[prev in list] [next in list] [prev in thread] [next in thread] 

List:       postgis-users
Subject:    Re: [postgis-users] Fuzzy Address Matching - PostgreSql equivalent to FuzzyStringComparer using Pyth
From:       Shaozhong SHI <shishaozhong () gmail ! com>
Date:       2020-05-12 2:56:32
Message-ID: CA+i5JwbT4MJA4RDKkqJgRskcC5Ks7_70ZGkEneaGfSv7QD27Bw () mail ! gmail ! com
[Download RAW message or body]

[Attachment #2 (multipart/alternative)]


Sorry.  It is a very interesting topic, so far as our field is concerned.

Regards,

Shao

On Tue, 12 May 2020 at 03:55, Shaozhong SHI <shishaozhong@gmail.com> wrote:

> Dear All Friends,
>
> Thank you very much for all the information.
>
> I will spend time to digest and think over all these.
>
> It is certainly a very interest topic.
>
> Regards,
>
> Shao
>
> On Mon, 11 May 2020 at 18:34, James Klassen <klassen.js@gmail.com> wrote:
>
>> There are lots of classes of tricky cases:
>>
>> For example:
>>
>>     1234 County Road E, Hudson
>>
>> Is actually "County Road E", not "County Road East".  The county roads
>> there are indexed by letters.  There is also a County Road F, and a County
>> Road N, and a County Road FF, etc.)  Last I checked, even Google, with all
>> their data, gets this one wrong.

Dataset extract:
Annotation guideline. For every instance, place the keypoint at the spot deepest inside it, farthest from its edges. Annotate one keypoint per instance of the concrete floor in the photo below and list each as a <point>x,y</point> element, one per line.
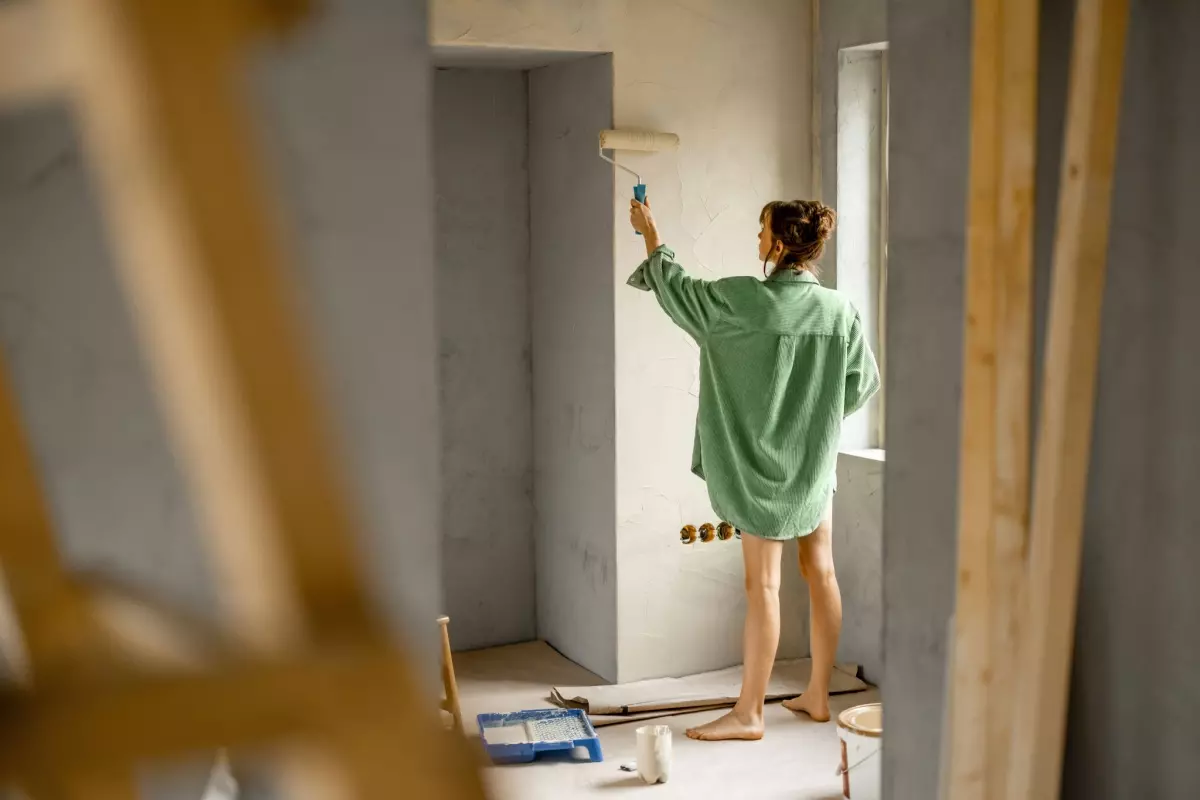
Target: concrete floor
<point>797,758</point>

What is asked:
a – List every county road that the mailing-list message names as actually existing.
b – Answer these questions about the mailing-list message, one answer per line:
(i) To which mailing list was the message posted?
(ii) Who wrote the reply dated Mon, 11 May 2020?
(iii) How are the county roads there indexed?
c – Transcribe the part of the mailing-list message starting at "[prev in list]" and ending at "field is concerned.".
Work only from the mailing-list message.

Solutions per task:
a – County Road E, County Road F, County Road N, County Road FF

b –
(i) postgis-users
(ii) James Klassen
(iii) By letters

c –
[prev in list] [next in list] [prev in thread] [next in thread] 

List:       postgis-users
Subject:    Re: [postgis-users] Fuzzy Address Matching - PostgreSql equivalent to FuzzyStringComparer using Pyth
From:       Shaozhong SHI <shishaozhong () gmail ! com>
Date:       2020-05-12 2:56:32
Message-ID: CA+i5JwbT4MJA4RDKkqJgRskcC5Ks7_70ZGkEneaGfSv7QD27Bw () mail ! gmail ! com
[Download RAW message or body]

[Attachment #2 (multipart/alternative)]


Sorry.  It is a very interesting topic, so far as our field is concerned.